## SELECTED EXTRACT
• • •
A day or two later Dad wrote, ‘I have never felt the animosity between Muslims and Sikhs more in all my service in India . . .' and he went on to lament the fast-growing communal hatred – particularly of the Sikhs for the Muslims – as being like ‘some foul loathsome disease . . . the lust to kill and burn, to destroy members of the hated other side and all they possess, be they the most innocent babes or harmless women. I shan't go into what happens every day, everywhere, but I think the saddest thing are abductions of women – or they kill them or slash their breasts and kill their babies . . . It's a Hitlerian campaign to eliminate as many child-bearers of the other side as possible. A lot of this I have not wanted to tell you before . . .'

Every day Dad's litany of death and misery continues: ‘The papers are quiet about it all, but there is butchery, arson, murder, rape and theft on a large scale of everything conceivable going on in the Punjab now – chiefly done by Sikhs. It never lets up . . . they have begun to produce implements of all kinds, pitchforks, spears, lances, daggers, swords, pistols, revolvers, rifles, shotguns, automatic weapons and grenades.

‘Firing a village is a normal occurrence like having breakfast, murder is like having a cigarette, and on the long trails to the main roads, you see everything from headless corpses and maimed women and butchered children to smouldering bullock carts and other property, marking the way . . . I tell you, darling, it is just sheer hell, and I have never conceived of such sufferings as I have witnessed . . . I don't think there is a parallel in history of two communities as numerous as these two (Muslims and Hindus) just going for each other hammer and tongs . . . We must hurry up and leave this country . . . The misery just makes one feel devastated and one's thoughts are of God and one's prayers are for mercy to suffering mankind.'

At one point, Dad writes that the refugees all carried bedding – light quilts known as
razais
in India – which they let fall when attacked or collapsing from hunger, exhaustion or illness, so that in places the whole landscape was patterned with these colourful cotton bedcovers trodden into the dust, or later, the mud. Of all the horrors Dad describes, somehow the image of those thousands of abandoned quilts – and what they represent – is the one that I cannot shake from my mind.
• • •
## EXERCISE DETAILS
According to the excerpt about the Punjab, what is the Indian name for the light quilts the refugees carried?

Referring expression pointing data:
• • •
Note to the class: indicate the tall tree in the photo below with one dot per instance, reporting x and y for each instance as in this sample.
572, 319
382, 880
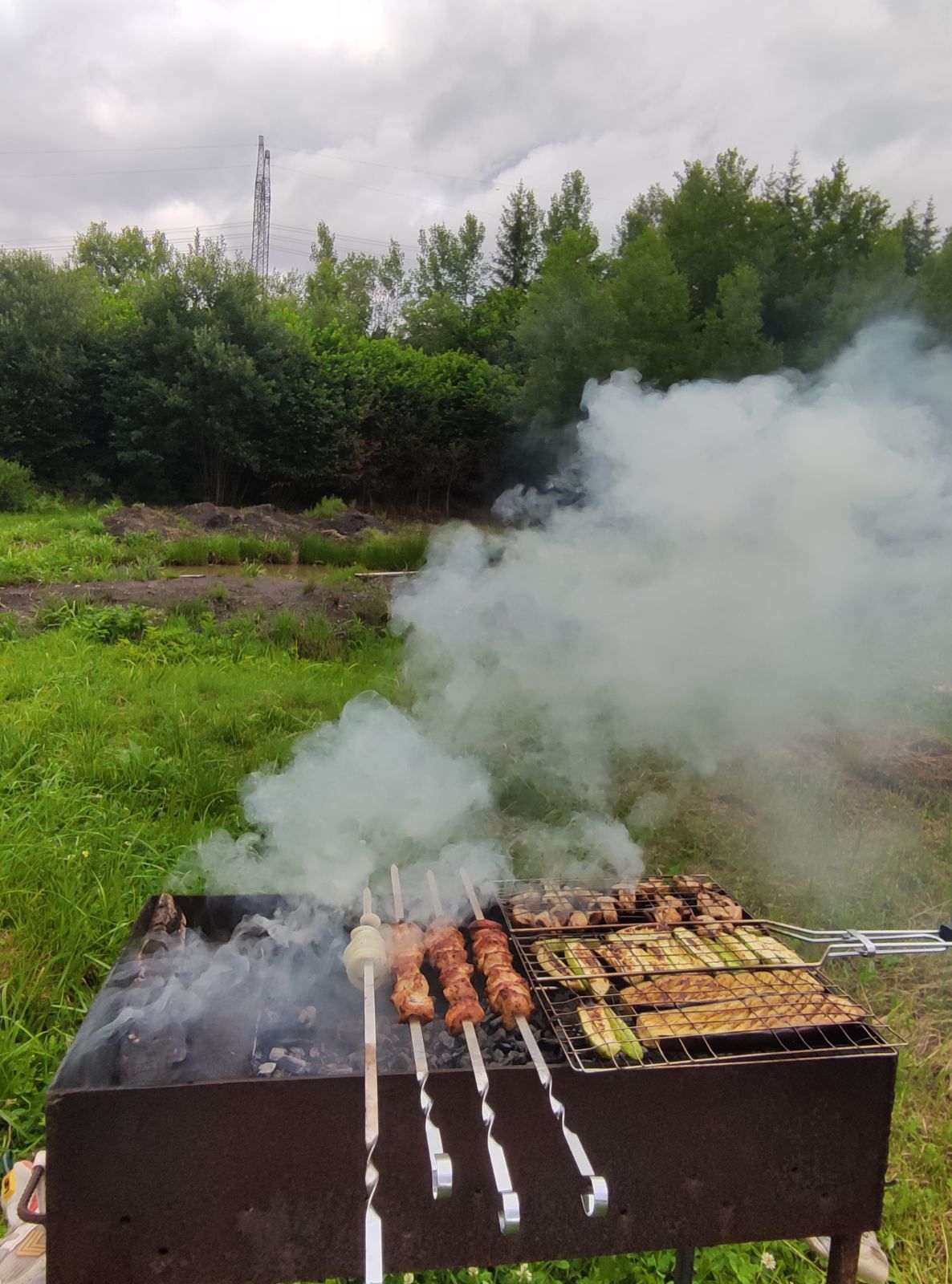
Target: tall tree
564, 331
451, 262
712, 224
654, 329
919, 235
120, 257
47, 318
518, 242
845, 222
340, 289
645, 211
569, 209
734, 340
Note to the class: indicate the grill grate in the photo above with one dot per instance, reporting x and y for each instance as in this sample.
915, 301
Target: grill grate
652, 973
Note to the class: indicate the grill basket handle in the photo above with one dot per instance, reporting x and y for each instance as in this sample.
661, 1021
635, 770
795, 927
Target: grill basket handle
35, 1219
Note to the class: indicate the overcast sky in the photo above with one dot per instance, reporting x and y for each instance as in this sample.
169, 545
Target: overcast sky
384, 117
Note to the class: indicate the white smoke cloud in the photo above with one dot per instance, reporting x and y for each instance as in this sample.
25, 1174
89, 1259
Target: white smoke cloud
749, 562
357, 795
749, 559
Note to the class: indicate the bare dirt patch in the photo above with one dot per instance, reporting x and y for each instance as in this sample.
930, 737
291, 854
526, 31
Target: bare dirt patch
262, 520
265, 595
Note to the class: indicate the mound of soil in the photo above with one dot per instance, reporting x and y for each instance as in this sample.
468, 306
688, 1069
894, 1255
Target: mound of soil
262, 519
139, 520
265, 595
915, 764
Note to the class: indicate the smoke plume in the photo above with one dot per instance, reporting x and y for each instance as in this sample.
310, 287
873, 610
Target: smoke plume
746, 563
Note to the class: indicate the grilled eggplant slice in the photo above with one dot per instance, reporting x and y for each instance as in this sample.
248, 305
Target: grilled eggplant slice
599, 1030
547, 957
585, 965
631, 1048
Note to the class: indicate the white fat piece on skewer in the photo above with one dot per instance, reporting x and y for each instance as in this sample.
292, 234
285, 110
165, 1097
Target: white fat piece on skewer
595, 1200
509, 1211
365, 961
440, 1162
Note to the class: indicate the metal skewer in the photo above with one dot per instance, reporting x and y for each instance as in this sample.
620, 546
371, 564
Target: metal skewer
509, 1211
594, 1201
365, 960
847, 944
440, 1162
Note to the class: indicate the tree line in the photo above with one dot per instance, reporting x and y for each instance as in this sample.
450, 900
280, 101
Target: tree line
169, 376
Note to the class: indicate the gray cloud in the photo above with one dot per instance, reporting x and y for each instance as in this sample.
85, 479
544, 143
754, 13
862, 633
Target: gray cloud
489, 91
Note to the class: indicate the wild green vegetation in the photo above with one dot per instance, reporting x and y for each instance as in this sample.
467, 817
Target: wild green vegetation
70, 543
169, 376
125, 736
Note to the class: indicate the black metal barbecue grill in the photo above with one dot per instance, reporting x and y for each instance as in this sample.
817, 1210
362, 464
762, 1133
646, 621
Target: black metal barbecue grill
225, 1148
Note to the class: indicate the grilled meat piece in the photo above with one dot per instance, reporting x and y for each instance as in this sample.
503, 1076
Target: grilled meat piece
688, 885
446, 952
410, 997
716, 904
464, 1010
507, 989
626, 896
753, 1016
405, 945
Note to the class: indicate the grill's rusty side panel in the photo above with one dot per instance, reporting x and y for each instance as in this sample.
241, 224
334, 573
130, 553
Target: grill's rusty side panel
254, 1181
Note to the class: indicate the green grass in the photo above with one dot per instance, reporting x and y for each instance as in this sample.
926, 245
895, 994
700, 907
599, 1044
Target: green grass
328, 506
324, 551
124, 738
70, 543
398, 551
226, 551
113, 759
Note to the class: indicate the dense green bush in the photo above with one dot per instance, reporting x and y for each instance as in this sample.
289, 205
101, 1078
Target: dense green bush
17, 488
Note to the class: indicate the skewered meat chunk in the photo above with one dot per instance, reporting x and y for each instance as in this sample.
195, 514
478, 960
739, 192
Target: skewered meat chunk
446, 952
405, 945
410, 997
755, 1016
507, 990
464, 1010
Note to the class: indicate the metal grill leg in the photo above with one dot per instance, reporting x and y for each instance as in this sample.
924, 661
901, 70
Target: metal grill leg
684, 1266
844, 1260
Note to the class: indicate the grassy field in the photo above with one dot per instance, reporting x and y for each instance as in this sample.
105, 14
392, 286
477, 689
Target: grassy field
124, 740
70, 543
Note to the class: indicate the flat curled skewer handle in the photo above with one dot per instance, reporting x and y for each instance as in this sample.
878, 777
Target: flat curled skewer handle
440, 1162
595, 1200
509, 1210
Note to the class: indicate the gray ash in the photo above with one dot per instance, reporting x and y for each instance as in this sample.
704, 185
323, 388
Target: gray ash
295, 1046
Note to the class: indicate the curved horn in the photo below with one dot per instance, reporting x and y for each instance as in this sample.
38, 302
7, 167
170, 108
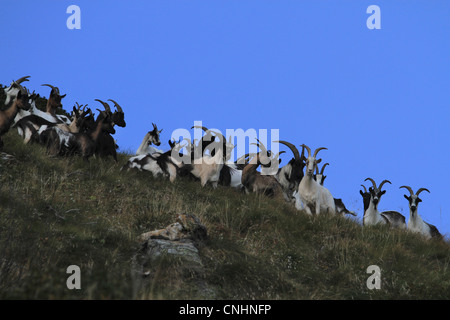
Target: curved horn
317, 151
383, 182
261, 145
307, 148
292, 147
105, 105
20, 80
116, 105
422, 189
409, 189
49, 85
373, 182
323, 167
202, 127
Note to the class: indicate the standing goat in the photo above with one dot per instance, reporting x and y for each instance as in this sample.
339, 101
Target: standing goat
338, 203
151, 137
415, 223
207, 168
157, 163
12, 91
291, 174
315, 198
7, 116
372, 216
254, 181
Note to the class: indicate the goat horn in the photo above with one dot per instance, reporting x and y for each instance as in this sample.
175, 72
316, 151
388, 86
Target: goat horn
422, 189
105, 105
317, 151
383, 182
292, 147
373, 182
49, 85
307, 148
321, 171
20, 80
116, 105
409, 189
204, 128
261, 145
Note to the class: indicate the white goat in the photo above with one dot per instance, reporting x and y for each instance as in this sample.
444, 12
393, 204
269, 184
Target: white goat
372, 216
159, 164
207, 168
12, 91
415, 223
315, 198
151, 137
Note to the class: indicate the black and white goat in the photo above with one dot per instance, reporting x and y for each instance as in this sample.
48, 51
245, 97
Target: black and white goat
151, 137
372, 216
107, 146
208, 167
254, 181
291, 174
315, 199
339, 204
21, 101
416, 223
12, 91
159, 164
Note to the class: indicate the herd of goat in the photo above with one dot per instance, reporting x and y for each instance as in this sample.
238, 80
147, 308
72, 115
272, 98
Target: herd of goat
299, 182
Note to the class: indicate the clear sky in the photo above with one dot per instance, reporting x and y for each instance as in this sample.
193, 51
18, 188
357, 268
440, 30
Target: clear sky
377, 99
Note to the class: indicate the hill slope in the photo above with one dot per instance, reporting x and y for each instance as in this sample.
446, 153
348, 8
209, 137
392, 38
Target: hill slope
56, 212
• • •
## EXERCISE SOLUTION
Razais.